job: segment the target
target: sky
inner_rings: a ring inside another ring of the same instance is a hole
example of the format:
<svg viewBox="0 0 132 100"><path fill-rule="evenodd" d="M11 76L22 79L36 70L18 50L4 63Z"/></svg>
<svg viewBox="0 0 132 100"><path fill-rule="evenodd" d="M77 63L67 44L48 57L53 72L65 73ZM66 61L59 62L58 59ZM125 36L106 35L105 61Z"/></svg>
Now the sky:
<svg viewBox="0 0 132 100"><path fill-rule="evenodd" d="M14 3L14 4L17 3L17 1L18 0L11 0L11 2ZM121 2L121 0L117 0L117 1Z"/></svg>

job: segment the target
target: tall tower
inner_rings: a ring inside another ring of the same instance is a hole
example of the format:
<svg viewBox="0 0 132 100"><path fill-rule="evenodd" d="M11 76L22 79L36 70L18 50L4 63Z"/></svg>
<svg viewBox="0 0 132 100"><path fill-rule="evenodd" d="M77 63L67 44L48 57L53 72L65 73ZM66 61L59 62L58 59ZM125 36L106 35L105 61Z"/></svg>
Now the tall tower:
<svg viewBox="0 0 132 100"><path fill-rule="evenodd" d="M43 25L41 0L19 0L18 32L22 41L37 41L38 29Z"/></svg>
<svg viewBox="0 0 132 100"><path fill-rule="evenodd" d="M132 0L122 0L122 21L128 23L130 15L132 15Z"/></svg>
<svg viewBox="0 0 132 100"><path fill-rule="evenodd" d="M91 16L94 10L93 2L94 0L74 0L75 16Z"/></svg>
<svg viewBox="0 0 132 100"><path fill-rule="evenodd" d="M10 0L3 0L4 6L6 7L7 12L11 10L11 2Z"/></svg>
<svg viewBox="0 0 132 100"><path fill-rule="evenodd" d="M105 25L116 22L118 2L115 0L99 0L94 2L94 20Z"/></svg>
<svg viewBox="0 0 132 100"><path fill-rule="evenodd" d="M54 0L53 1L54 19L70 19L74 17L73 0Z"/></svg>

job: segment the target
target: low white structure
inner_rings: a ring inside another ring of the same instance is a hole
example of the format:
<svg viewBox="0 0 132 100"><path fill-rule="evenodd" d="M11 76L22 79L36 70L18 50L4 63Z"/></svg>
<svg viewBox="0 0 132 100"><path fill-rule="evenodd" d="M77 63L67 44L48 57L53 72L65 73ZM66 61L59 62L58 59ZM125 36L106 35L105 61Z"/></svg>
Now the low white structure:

_ _ _

* [Short task]
Copy out each line of the data above that contains the string "tower". Case counts.

* [Answer to this exercise]
target: tall tower
Now the tall tower:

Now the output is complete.